* Alıntılanan Metin:
Hürriyet yazarı Nedim Şener, bu olayı ve Ovalı’nın çalışmalarını kendisiyle görüşerek köşesine taşıdı.
Şener’in yazısının satır başları şöyle:
“Vatanını en çok seven görevini en iyi yapandır.” Mustafa Kemal Atatürk’ün bu sözünün ete kemiğe bürünmüş halini en iyi temsil edenlerden birisi de Ercüment Ovalı’dır.
Birkaç yıl önce, kendisine verilen bir ödülü PKK’lı teröristlerin şehit ettiği 15 yaşındaki Eren Bülbül’e adamasıyla gündeme gelmişti.
Ama kamuoyu onun adını 11 Mart’tan sonra, yani koronavirüs salgınının Türkiye’de görülmeye başlamasıyla daha çok duyar oldu.
Virüse karşı çalışma arkadaşlarıyla yaptıklarını medya aracılığıyla takip ediyoruz.

* Veri Kayıtları:
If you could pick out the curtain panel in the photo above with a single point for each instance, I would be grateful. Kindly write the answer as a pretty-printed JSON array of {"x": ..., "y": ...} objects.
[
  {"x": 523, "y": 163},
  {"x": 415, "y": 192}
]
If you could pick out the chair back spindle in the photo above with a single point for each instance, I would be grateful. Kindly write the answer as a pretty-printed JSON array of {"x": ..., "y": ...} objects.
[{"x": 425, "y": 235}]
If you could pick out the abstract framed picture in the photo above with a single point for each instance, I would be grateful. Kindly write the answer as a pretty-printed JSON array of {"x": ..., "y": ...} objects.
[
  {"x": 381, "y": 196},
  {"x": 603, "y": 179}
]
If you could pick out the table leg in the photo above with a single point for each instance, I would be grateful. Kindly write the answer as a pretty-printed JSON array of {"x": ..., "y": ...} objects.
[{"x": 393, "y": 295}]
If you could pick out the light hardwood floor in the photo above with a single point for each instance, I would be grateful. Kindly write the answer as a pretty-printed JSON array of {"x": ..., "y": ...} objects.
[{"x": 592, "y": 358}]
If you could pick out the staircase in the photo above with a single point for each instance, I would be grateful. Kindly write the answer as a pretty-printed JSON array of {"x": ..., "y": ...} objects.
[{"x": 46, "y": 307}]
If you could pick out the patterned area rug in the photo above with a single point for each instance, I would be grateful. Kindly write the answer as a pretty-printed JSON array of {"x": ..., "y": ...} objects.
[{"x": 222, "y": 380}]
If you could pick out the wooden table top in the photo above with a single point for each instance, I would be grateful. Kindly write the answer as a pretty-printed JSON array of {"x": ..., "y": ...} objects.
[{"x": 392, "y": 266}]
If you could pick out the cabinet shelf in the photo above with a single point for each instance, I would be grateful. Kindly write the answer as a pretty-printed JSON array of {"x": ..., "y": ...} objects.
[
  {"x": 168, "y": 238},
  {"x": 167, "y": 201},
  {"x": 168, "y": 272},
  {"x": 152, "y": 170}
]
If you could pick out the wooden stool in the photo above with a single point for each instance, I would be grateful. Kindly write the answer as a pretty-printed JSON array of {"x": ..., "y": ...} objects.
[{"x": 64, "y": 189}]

* Görev Koşulları: Metinde “Vatanını en çok seven” sözleriyle başlayan paragrafı, ana bilgilerini koruyarak daha kısa tek bir cümle hâlinde yeniden yazın. Kayıtların metinle hiçbir ilgisi yoktur.

* Görevin Çıktısı: Ercüment Ovalı, Mustafa Kemal Atatürk’ün “Vatanını en çok seven görevini en iyi yapandır.” sözünü en iyi somutlaştıran kişilerden biridir.